- ESTRATTO DEL DOCUMENTO
Partendo da questo presupposto la cassazione sezione 6 con la sentenza numero 37512/2021 ha delineato il confine tra la lecita difesa e l’aiuto del difensore alla deviazione o elusione delle investigazioni e quindi al turbamento della funzione giudiziaria.
La Suprema Corte sottolinea che la questione della ravvisabilità del reato di favoreggiamento personale nei rapporti tra difensore e assistito (quale è quello che nel caso in esame intercorre tra gli indagati e la pretesa favorita), ritenendo che in tanto è configurabile il reato di cui all’art. 378 cod. pen. in quanto il difensore abbia travalicato la funzione affidatagli, di talché l’aiuto del difensore risulta strumentale non già alla corretta, scrupolosa e lecita difesa, ma alla elusione o deviazione delle investigazioni e, quindi, al turbamento della funzione giudiziaria rilevante ai sensi della citata norma penale (tra tante, Sez. 6, n. 7913 del 29/03/2000, Rv. 217188).
Come chiarito dalla cassazione nell’arresto ora richiamato, la linea di demarcazione tra regolare e puntuale espletamento dell’attività difensiva, superamento dei limiti legali sotto il profilo della correttezza deontologica e, infine, illecito penalmente rilevante non può essere fissata in modo rigido, sulla base di parametri assoluti, ma deve essere individuata caso per caso.
Anche se, alla luce delle incisive trasformazioni che ha subito nel corso degli anni l’esercizio dell’attività forense, gli interessi della difesa, spesso di indole particolarissima, possono non coincidere con quelli collegati ad una esatta e puntuale applicazione della legge, con riferimento alla responsabilità dell’imputato e alle previste conseguenze, si è comunque escluso che il patrocinante, per assolvere il suo compito, possa porre in essere condotte costituenti reato per la generalità dei soggetti.

- MATERIALE DA ELABORARE

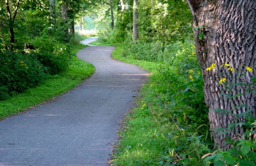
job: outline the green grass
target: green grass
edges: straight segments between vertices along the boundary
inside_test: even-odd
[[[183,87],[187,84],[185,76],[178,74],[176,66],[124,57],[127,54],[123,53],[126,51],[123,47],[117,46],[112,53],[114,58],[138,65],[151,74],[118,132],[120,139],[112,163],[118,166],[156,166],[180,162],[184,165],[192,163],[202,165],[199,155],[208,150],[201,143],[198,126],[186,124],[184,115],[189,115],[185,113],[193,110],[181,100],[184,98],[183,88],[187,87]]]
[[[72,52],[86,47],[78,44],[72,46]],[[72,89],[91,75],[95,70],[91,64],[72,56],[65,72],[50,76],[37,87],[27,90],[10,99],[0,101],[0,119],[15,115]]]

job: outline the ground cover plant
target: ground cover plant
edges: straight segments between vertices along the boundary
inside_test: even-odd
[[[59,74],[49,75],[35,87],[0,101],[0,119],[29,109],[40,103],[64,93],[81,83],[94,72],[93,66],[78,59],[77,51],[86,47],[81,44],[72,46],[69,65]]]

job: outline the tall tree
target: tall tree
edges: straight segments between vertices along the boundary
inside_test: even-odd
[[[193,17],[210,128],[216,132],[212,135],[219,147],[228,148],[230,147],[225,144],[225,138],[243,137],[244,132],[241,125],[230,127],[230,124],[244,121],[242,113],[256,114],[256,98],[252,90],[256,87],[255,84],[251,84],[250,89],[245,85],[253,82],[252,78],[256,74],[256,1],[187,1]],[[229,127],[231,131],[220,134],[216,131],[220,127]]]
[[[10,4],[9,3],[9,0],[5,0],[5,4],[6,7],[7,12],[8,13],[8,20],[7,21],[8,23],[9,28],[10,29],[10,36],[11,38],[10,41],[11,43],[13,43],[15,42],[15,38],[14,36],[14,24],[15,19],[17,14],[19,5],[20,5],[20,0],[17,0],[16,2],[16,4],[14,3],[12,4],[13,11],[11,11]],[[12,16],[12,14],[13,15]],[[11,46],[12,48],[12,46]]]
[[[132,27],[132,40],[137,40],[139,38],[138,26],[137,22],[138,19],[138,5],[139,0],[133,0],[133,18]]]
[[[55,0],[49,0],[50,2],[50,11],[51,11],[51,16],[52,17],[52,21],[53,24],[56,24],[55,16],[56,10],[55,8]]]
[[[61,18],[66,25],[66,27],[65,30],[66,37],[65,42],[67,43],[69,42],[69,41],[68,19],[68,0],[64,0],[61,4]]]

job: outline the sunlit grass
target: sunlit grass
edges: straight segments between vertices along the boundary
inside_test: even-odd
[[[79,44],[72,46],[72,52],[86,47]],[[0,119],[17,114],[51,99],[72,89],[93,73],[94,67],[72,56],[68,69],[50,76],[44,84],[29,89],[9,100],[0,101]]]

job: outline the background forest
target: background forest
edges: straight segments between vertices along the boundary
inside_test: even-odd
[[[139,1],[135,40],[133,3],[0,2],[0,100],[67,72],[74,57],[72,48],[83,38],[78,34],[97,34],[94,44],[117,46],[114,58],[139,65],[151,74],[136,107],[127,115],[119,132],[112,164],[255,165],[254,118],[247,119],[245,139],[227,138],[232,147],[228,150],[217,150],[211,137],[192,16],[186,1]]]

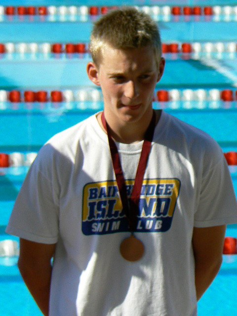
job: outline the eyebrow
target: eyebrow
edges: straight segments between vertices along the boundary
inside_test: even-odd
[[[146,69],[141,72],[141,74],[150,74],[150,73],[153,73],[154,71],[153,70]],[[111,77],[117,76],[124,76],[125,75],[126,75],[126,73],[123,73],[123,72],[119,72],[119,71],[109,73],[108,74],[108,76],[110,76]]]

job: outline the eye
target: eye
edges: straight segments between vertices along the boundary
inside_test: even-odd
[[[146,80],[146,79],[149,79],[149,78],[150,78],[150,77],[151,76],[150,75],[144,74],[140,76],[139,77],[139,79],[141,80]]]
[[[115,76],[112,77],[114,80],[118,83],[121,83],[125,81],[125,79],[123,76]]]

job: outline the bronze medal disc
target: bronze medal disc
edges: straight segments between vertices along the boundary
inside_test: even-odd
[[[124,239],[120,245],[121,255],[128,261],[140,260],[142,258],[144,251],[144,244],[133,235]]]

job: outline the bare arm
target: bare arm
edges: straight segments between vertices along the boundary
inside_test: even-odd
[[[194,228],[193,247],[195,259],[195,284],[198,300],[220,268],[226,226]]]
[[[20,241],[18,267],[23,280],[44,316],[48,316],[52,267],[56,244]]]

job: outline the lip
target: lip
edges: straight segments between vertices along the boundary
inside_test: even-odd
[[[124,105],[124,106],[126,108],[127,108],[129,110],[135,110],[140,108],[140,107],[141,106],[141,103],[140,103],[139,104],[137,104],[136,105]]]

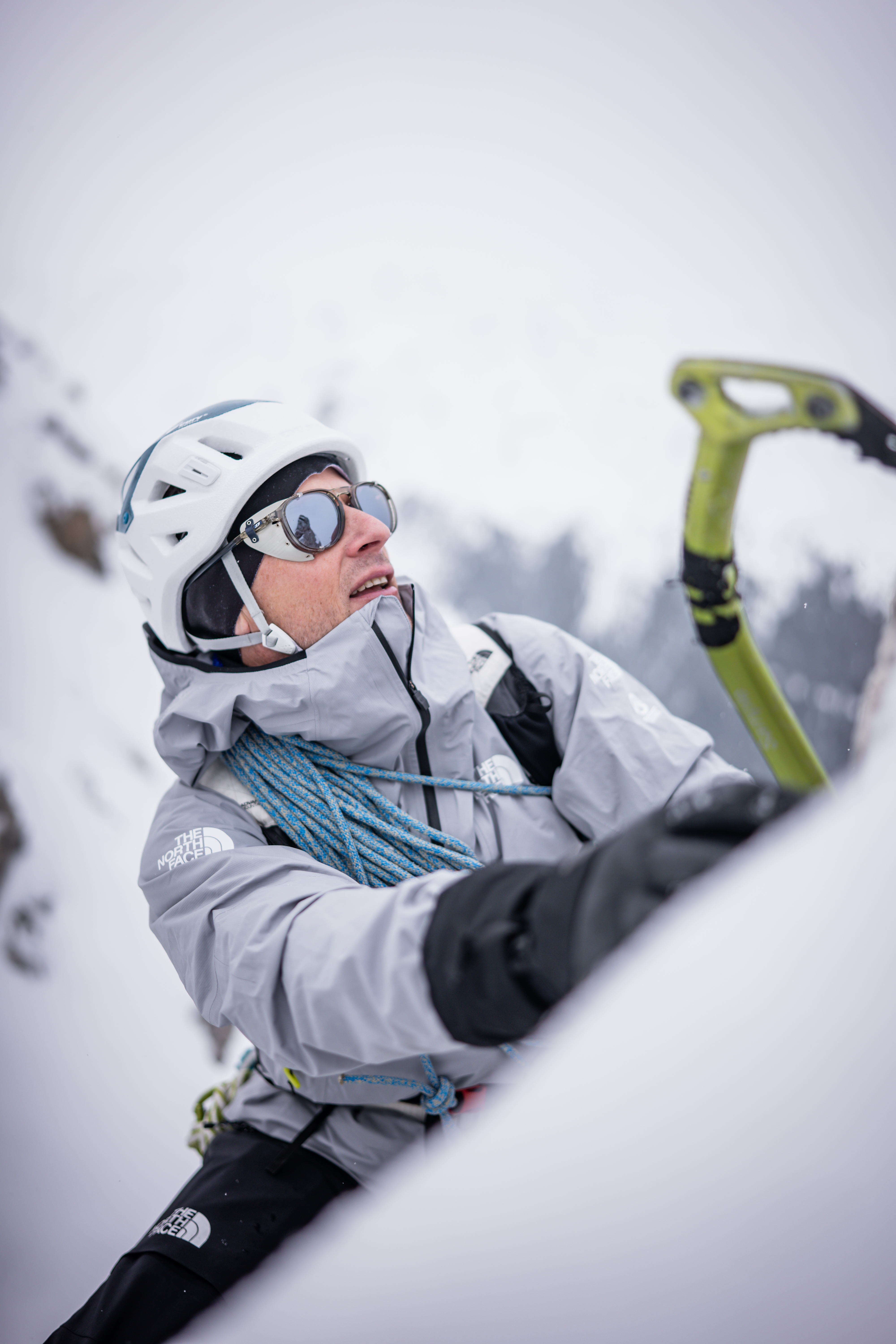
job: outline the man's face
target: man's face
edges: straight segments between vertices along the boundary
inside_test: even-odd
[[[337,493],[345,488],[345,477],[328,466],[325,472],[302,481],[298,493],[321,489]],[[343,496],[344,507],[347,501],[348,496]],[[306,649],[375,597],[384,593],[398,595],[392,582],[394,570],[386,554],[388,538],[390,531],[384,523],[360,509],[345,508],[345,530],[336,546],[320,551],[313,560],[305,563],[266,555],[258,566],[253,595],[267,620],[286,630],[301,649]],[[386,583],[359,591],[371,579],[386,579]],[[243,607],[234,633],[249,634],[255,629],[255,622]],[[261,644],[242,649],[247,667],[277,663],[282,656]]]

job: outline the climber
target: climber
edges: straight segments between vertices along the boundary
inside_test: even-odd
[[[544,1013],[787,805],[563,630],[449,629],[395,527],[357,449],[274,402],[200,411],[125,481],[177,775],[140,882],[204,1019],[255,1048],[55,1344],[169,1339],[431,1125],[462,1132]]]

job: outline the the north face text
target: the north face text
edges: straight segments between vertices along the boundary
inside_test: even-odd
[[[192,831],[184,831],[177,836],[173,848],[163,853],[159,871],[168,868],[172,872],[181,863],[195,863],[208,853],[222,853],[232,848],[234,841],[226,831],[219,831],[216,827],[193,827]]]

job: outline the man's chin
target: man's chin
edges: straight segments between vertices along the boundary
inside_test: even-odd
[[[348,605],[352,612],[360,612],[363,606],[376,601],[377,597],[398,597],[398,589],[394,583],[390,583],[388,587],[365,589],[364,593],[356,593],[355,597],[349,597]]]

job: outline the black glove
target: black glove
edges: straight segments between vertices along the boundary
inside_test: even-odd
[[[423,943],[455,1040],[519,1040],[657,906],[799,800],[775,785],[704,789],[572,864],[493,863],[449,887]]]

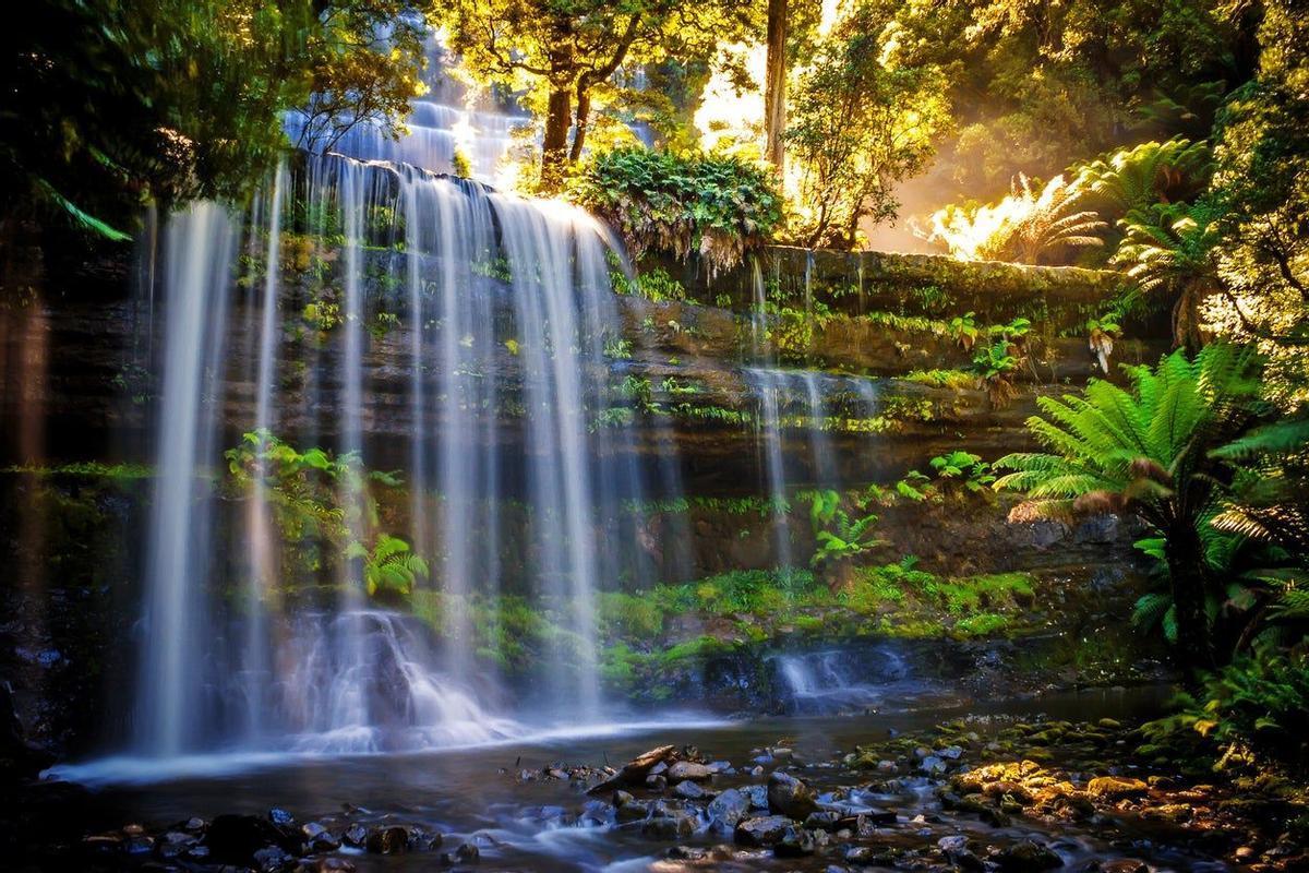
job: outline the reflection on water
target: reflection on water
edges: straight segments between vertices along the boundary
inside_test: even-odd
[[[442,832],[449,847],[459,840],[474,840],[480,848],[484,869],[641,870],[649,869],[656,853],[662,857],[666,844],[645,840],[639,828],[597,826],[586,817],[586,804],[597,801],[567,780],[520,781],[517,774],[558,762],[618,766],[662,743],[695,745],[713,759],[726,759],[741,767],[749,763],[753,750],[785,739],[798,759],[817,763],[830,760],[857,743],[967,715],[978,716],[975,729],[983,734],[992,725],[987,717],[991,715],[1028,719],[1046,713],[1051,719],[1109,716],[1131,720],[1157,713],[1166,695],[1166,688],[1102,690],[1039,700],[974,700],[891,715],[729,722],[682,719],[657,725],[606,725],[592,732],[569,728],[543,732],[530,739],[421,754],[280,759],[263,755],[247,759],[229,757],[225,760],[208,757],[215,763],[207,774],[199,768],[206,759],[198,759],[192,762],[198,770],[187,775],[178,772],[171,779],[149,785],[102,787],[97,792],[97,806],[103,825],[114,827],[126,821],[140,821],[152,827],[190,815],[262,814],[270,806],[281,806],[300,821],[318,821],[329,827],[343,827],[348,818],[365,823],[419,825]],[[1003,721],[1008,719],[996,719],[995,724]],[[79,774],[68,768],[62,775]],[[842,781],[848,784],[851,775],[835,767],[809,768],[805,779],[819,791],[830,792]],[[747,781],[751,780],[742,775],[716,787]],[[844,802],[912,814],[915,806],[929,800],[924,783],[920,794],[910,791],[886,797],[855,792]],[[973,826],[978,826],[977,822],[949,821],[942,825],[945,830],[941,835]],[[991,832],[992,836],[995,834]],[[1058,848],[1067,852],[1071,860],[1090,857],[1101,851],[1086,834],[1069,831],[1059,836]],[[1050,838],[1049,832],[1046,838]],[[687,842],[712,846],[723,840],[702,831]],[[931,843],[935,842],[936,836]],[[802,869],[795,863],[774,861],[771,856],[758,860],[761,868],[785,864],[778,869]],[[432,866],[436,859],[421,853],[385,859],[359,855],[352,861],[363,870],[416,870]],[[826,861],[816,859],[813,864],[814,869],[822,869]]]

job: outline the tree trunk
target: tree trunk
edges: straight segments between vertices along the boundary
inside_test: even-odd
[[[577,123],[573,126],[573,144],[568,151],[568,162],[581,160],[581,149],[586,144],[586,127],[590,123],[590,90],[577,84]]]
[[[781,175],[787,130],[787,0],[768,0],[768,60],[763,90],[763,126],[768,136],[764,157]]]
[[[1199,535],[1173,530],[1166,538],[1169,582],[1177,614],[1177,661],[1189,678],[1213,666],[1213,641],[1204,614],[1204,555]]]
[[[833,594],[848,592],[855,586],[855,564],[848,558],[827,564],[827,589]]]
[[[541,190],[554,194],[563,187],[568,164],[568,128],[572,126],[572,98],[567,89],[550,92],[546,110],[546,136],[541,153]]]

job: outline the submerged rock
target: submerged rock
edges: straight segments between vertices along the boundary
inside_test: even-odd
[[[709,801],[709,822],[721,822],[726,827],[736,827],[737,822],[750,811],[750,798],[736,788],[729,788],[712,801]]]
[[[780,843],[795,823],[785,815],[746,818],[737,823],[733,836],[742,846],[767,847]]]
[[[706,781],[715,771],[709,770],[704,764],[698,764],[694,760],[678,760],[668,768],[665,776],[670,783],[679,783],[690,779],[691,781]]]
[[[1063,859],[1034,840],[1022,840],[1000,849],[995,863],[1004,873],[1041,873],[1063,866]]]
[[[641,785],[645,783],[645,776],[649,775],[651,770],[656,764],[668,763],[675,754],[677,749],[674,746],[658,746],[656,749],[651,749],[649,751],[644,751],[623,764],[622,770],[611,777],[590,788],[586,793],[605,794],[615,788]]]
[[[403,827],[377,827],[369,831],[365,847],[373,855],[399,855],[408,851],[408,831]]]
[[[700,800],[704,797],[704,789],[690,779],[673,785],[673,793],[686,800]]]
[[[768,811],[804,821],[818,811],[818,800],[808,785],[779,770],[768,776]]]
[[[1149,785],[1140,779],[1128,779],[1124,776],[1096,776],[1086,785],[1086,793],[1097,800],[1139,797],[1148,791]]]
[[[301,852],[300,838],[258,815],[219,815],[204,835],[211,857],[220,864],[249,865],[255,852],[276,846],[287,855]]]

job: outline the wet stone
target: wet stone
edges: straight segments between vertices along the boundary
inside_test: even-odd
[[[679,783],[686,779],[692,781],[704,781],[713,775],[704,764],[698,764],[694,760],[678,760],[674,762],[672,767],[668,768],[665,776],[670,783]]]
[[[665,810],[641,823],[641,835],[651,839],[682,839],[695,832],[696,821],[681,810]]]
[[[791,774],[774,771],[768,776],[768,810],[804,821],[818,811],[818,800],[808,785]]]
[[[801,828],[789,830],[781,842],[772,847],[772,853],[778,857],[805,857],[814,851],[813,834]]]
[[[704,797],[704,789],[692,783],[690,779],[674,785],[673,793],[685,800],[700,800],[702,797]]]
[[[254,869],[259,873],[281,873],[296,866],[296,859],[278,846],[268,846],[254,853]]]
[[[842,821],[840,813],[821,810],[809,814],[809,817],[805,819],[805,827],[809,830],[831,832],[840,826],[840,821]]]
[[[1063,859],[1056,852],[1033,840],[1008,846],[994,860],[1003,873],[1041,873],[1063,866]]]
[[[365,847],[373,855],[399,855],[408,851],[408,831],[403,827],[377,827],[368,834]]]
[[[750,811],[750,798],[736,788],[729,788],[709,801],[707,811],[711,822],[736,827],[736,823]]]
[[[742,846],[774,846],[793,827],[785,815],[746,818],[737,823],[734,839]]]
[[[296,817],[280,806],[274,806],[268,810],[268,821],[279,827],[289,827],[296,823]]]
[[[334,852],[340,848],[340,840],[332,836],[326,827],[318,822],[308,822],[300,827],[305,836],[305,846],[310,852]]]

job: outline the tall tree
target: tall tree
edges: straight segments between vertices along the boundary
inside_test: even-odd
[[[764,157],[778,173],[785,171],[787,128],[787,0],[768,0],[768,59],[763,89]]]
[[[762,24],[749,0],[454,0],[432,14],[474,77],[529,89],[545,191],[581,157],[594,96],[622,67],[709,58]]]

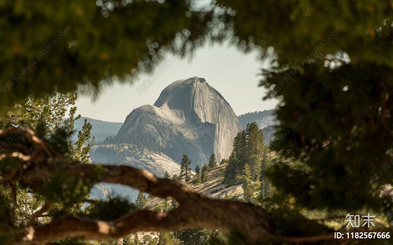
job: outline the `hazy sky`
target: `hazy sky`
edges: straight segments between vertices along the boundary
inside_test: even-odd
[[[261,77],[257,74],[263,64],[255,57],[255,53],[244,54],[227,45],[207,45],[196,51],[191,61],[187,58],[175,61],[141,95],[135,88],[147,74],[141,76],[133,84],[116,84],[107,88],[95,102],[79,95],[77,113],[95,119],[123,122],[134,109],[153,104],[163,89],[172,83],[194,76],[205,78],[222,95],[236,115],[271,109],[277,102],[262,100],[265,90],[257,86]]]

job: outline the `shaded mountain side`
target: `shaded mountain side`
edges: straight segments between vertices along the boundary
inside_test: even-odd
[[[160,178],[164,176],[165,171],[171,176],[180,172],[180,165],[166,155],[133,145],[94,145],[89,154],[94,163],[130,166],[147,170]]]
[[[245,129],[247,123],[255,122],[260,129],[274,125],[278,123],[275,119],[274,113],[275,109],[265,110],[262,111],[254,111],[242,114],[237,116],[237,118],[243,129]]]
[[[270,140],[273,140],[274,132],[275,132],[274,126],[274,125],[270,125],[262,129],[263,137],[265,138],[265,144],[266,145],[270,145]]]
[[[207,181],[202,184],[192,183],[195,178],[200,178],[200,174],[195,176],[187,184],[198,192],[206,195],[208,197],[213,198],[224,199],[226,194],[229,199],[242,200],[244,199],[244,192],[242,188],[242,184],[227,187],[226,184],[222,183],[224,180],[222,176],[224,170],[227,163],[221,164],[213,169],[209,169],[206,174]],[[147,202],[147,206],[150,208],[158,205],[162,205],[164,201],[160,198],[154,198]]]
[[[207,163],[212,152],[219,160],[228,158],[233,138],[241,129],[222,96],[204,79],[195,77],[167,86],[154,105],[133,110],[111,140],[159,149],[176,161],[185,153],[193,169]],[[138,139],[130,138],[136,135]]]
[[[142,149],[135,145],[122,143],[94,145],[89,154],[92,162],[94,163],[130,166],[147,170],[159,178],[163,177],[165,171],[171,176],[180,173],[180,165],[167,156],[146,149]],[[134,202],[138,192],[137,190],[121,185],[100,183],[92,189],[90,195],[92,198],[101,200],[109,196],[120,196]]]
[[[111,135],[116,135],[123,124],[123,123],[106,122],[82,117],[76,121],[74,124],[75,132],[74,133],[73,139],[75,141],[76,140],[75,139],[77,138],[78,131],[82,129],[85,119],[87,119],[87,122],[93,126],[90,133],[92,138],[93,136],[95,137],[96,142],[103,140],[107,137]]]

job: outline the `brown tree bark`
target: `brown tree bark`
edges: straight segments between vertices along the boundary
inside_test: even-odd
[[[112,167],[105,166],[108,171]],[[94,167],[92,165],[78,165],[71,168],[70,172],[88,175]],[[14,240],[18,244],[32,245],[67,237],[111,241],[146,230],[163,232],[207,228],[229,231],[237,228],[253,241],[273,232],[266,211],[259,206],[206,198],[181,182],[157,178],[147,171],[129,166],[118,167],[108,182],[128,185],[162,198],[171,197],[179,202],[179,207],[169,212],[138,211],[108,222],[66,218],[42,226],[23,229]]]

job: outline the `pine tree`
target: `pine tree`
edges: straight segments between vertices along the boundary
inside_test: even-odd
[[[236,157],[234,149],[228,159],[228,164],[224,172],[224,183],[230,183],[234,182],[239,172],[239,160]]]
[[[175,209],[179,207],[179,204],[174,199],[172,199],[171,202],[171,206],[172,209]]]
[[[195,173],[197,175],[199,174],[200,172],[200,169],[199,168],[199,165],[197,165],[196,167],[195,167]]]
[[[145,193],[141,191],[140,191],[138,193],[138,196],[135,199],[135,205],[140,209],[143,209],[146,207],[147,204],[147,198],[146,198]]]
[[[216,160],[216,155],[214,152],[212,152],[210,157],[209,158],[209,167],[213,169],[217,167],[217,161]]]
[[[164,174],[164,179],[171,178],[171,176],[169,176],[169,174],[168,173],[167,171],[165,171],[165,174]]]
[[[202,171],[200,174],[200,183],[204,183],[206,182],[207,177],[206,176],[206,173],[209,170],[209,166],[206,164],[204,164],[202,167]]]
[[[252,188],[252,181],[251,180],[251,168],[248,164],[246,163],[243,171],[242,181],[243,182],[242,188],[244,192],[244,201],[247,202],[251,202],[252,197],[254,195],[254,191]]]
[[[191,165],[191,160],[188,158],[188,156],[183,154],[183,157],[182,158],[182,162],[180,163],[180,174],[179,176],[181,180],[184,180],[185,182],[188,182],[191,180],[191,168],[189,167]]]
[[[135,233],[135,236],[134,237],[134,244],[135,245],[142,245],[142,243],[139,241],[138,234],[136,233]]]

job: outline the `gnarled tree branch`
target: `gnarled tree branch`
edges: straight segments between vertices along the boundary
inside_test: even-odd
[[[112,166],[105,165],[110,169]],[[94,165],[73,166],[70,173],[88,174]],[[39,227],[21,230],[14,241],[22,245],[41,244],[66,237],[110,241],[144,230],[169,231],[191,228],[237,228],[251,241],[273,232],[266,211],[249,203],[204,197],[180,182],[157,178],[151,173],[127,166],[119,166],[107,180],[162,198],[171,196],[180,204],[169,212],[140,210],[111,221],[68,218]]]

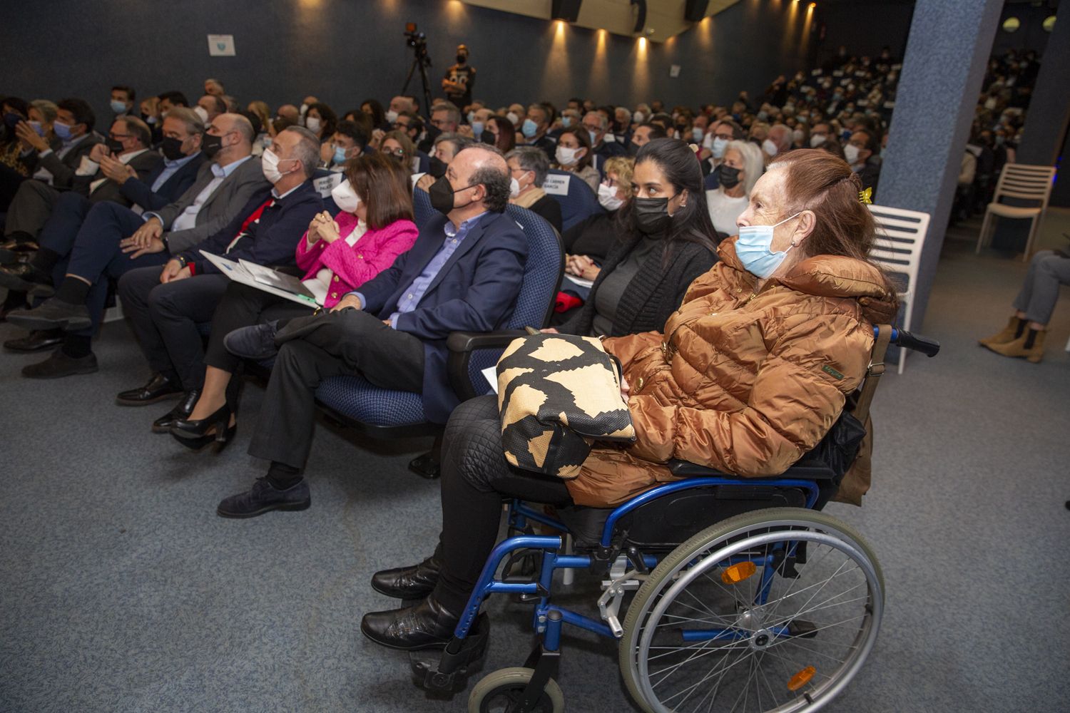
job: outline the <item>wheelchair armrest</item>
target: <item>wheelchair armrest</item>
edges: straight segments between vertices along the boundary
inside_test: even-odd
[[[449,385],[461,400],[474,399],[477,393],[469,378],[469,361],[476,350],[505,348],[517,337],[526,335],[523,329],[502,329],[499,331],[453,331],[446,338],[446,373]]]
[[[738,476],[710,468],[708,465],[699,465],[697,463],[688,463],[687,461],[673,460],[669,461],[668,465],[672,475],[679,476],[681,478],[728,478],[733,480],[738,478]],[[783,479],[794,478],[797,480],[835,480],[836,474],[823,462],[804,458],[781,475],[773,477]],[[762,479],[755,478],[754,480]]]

- COMPITI ED ESERCIZI
- A) Riscrivi il passo dell'estratto sul favoreggiamento da "Come chiarito dalla" fino a "generalità dei soggetti." incluso, sostituendo "patrocinante" con "legale".
- B) Individua nei record ogni riga in cui compare la stringa "black" e trascrivila, distinguendo tra maiuscole e minuscole.
L'estratto sul favoreggiamento e i record sono indipendenti l'uno dagli altri.

- ELENCO DELLE SOLUZIONI
- A)
Come chiarito dalla cassazione nell’arresto ora richiamato, la linea di demarcazione tra regolare e puntuale espletamento dell’attività difensiva, superamento dei limiti legali sotto il profilo della correttezza deontologica e, infine, illecito penalmente rilevante non può essere fissata in modo rigido, sulla base di parametri assoluti, ma deve essere individuata caso per caso.
Anche se, alla luce delle incisive trasformazioni che ha subito nel corso degli anni l’esercizio dell’attività forense, gli interessi della difesa, spesso di indole particolarissima, possono non coincidere con quelli collegati ad una esatta e puntuale applicazione della legge, con riferimento alla responsabilità dell’imputato e alle previste conseguenze, si è comunque escluso che il legale, per assolvere il suo compito, possa porre in essere condotte costituenti reato per la generalità dei soggetti.

- B)
job: outline the black glove
target: black glove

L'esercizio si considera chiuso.